__Material__:
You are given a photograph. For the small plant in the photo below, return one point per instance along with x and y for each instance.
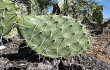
(49, 35)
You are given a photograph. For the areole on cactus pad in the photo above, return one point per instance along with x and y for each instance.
(54, 35)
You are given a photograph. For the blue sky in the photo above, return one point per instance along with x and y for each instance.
(106, 4)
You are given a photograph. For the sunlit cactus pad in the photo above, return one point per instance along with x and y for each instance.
(54, 35)
(8, 16)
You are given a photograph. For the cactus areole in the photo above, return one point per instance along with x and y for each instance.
(54, 35)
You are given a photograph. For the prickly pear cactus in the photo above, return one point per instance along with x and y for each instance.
(8, 16)
(54, 35)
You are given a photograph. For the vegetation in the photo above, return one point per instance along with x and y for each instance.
(59, 34)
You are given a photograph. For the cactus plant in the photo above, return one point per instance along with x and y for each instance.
(8, 16)
(54, 35)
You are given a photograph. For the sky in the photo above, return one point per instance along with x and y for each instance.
(105, 3)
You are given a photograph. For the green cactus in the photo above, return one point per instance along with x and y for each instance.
(54, 35)
(8, 16)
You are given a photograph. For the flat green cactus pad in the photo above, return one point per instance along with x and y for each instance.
(55, 35)
(8, 16)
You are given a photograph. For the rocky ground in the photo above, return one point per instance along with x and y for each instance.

__Stated task__: Rewrite all the items above as a Markdown table with a Row column for the row number and a Line column for each line, skipping blank lines. Leave the picture out.

__The solution__:
| Row | Line |
|---|---|
| 1 | You are given a photograph. For the small plant in the photo below, return one point per instance along with x and y for each instance. |
| 2 | (49, 35) |
| 3 | You are given a photograph. For the areole on cactus pad in the photo above, return one point per instance along with x and y for each instance. |
| 4 | (54, 35) |
| 5 | You are given a photograph. For the blue sky in the photo above, return one point per instance along with x and y for each instance. |
| 6 | (106, 4) |
| 7 | You are given a photograph. For the sunlit cactus pad in the photo above, return one point per instance along with x and y for each instance. |
| 8 | (54, 35) |
| 9 | (8, 16) |
| 10 | You are given a photograph. For the cactus areole in the photo above, return one point per instance along with x and y for each instance. |
| 11 | (54, 35) |
| 12 | You are given a photograph. For the prickly pear cactus in the photo above, return one point per instance along with x and y for each instance. |
| 13 | (8, 16) |
| 14 | (54, 35) |
| 15 | You are given a photograph. For the vegetation in the photo above, return one point per instance along with x and y for each instance. |
| 16 | (59, 34) |
| 17 | You are given a photograph. For the cactus plant in the photo above, return one point per instance along with x and y for each instance. |
| 18 | (8, 16) |
| 19 | (54, 35) |
| 20 | You are given a photograph. For the sky in the photo above, return one point per instance along with x and y for each instance. |
| 21 | (105, 3) |
| 22 | You are given a photograph. For the green cactus in the photo above, return one point per instance along with x and y for each instance. |
| 23 | (54, 35) |
| 24 | (8, 16) |
| 25 | You are given a photograph. For the flat green cactus pad in the photo above, return one point per instance along with x and y for each instance. |
| 26 | (55, 35) |
| 27 | (8, 16) |
| 28 | You are given a photograph. For the rocky ground in the photo above, return one point per instance along with x and y for each instance. |